Goals
A. In the article on Holden and E85, through which company is Australia's only E85 fuel pump offered?
B. Please swap "Commodore" for "sedan" in the article on Holden and E85, and give the passage from "Holden logo15 Jul" to "widely available in Australia." with that change.
C. Write the next part of the article on Holden and E85, starting after its last sentence.

Text
■ ■ ■ ■ ■ ■ ■

Pumping it up: Limited availability of E85 will not stop Holden from introducing cars that can run on the biofuel.

Holden to introduce local bio-power in the next few years

Holden logo15 Jul 2008

GM HOLDEN will introduce a Commodore that can run on E85 ethanol well before the eco-oriented bio-fuel is widely available in Australia.

Using a “build it and they will come” approach, GM Holden managing director Mark Reuss said Holden had a responsibility take a lead on bio-fuels.

Its premium Saab division has already introduced E85-capable models, which run on a blend of 85 per cent ethanol and 15 per cent petrol, despite just one E85 fuel pump being available in Australia. This is offered through United Petroleum in Sydney.

Speaking at the release of a CSIRO report into future fuels last week, Mr Reuss confirmed Holden would introduce an E85 Commodore before an the ethanol infrastructure was in place.

“The answer is yes. We will lead with equipment on vehicles before the supply is readily available,” Mr Reuss said.

“We only have E10 supply available right now, but we design our ethanol-capable cars up to E85 and you can expect to see that here from Holden and GM in Australia.”

 center imageMr Reuss did not provide a timetable for the introduction of an E85 Commodore, but when asked how long it could take all cars to change to alternative fuels he replied: “Within GM we can do that in the next two years.” While it might seem strange that Holden would introduce cost into its vehicles when the Australian ethanol industry is embryonic and could take decades before E85 fuel is widely available, Mr Reuss said Holden felt compelled to act.

He pointed to the US, where GM had introduced E85-capable vehicles before much of the fuel was available.

“This becomes almost a chicken-and-egg scenario and we intend to do the same thing in Australia, which is lead with equipment on the car, driving both the societal awareness of renewable fuels and the application of the supply base for them,” Mr Reuss said.

■ ■ ■ ■ ■ ■ ■

Raw records
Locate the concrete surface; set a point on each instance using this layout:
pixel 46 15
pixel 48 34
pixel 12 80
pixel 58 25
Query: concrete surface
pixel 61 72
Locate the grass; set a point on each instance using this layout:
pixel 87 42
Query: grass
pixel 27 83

■ ■ ■ ■ ■ ■ ■

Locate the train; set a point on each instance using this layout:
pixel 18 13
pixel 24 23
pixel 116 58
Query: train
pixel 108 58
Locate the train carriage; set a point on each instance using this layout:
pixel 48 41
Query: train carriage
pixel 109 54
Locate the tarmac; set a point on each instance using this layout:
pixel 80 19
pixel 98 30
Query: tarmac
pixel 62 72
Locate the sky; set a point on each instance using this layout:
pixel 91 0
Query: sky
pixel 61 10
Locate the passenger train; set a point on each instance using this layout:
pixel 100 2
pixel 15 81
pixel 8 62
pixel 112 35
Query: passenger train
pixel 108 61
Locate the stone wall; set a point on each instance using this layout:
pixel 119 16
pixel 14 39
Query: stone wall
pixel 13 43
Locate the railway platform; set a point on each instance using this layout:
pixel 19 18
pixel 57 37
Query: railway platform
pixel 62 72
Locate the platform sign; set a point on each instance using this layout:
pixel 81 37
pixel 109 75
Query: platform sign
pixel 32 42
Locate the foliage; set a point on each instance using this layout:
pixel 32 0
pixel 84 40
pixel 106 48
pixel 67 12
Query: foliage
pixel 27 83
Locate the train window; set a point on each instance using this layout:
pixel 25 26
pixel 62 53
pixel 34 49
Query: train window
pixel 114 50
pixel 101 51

■ ■ ■ ■ ■ ■ ■

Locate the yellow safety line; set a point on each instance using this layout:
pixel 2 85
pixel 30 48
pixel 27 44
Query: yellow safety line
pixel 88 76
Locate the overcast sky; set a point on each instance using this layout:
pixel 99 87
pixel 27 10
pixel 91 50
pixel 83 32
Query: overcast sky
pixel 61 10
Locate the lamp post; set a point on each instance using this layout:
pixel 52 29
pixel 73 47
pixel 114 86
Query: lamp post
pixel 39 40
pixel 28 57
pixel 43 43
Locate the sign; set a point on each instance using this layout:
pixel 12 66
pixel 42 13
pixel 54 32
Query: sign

■ ■ ■ ■ ■ ■ ■

Results
A. United Petroleum, in Sydney.

B.
Holden logo15 Jul 2008

GM HOLDEN will introduce a sedan that can run on E85 ethanol well before the eco-oriented bio-fuel is widely available in Australia.

C.
“The benefits of ethanol are huge, it is a comparatively clean-burning renewable fuel and it requires a very small cost to modify existing technology.” “I think it is our responsibility as an auto industry and as a company to lead this,” he said.

“If we wait until we have $8 a litre gasoline and we wait until bad things happen to respond, that is a pretty poor place to be. We owe the society, the economy and our customers a lot more than that as an industry and a company.” Holden is also currently developing a dedicated-LPG engine, which along with E85 ethanol could reduce Australian dependency on imported oil and promise reduced fuel bills without forcing large-car customers to switch to a smaller vehicle.

“I don’t know anyone who decides that they want to have the smallest car available,” Mr Reuss said. “They might not have any option because of the alternatives that we as an industry have provided from a technology standpoint.” GM’s promotion of E85 has triggered warnings of escalating food prices as arable land used for food crops is converted to crops used for ethanol.

However, the company has pointed to technology being developed that would see ethanol produced using waste products rather than food crops.

According to Biofuels Association of Australia chief executive Bruce Harrison, who took part in the CSIRO study, most of Australia’s ethanol was currently produced from waste starch and molasses.

He added that work was being done to advance other methods of ethanol production.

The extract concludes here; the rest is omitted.